### What this task involves
Copy out the passage on social change and human nature word for word, in full.

start Selected excerpt

12.       Finally, we must have faith that appropriate social change can occur.  I, personally, do not see a way to prove that it will.  Of course, Mother Nature will ensure that some kind of change will occur, but we might not like it.  Let’s see if the “politically correct” intellectuals think that Mother Nature is a dangerous utopianist.

Objections Posed by the Average Good Reader and My Responses

This Author Doesn’t Understand Happiness And Human Nature.

I don’t believe anyone understands human nature.  Human nature has never been observed (except in fleeting glimpses in some primitive tribes) in a social setting without materialism.  I have a measure of faith in the theories of Deci and Ryan [1], however most of their experiments were extremely circumscribed.  [Note in proof (11-1-96):  I have now read the literature cited in the special bibliography at the end of this chapter.  The theory is beginning to look more and more convincing.]  Much more research is needed, perhaps on a scale sufficiently great that the reforms advocated here have already been made.  This was the case in the (unscientific) experiment in American “democracy”.  I may not understand human nature and happiness, but neither does anyone else.  I believe my conception is as good as any.  In fact, no one can prove otherwise (to turn the argument around).

Human Nature Is Incompatible with this System.

People often imagine that human nature is well-understood.  As stated above, I do not believe this is true.  Our understanding of human nature, like our understanding of everything else, is primitive.  In particular, we have no idea how people will behave in a cooperative society.  We have observed them only in a very corrupt world.  Even our observation of “primitive” tribal people, who may be living somewhat without competition, or competition less savage than business, leaves much to be desired.  We always seem to bring our corrupting influences with us.  Thus, I don’t think the human-nature argument is well-founded.

end Selected excerpt
start Dataset excerpt

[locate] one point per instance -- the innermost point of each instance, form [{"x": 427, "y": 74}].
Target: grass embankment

end Dataset excerpt

### Output of the exercise
12.       Finally, we must have faith that appropriate social change can occur.  I, personally, do not see a way to prove that it will.  Of course, Mother Nature will ensure that some kind of change will occur, but we might not like it.  Let’s see if the “politically correct” intellectuals think that Mother Nature is a dangerous utopianist.

Objections Posed by the Average Good Reader and My Responses

This Author Doesn’t Understand Happiness And Human Nature.

I don’t believe anyone understands human nature.  Human nature has never been observed (except in fleeting glimpses in some primitive tribes) in a social setting without materialism.  I have a measure of faith in the theories of Deci and Ryan [1], however most of their experiments were extremely circumscribed.  [Note in proof (11-1-96):  I have now read the literature cited in the special bibliography at the end of this chapter.  The theory is beginning to look more and more convincing.]  Much more research is needed, perhaps on a scale sufficiently great that the reforms advocated here have already been made.  This was the case in the (unscientific) experiment in American “democracy”.  I may not understand human nature and happiness, but neither does anyone else.  I believe my conception is as good as any.  In fact, no one can prove otherwise (to turn the argument around).

Human Nature Is Incompatible with this System.

People often imagine that human nature is well-understood.  As stated above, I do not believe this is true.  Our understanding of human nature, like our understanding of everything else, is primitive.  In particular, we have no idea how people will behave in a cooperative society.  We have observed them only in a very corrupt world.  Even our observation of “primitive” tribal people, who may be living somewhat without competition, or competition less savage than business, leaves much to be desired.  We always seem to bring our corrupting influences with us.  Thus, I don’t think the human-nature argument is well-founded.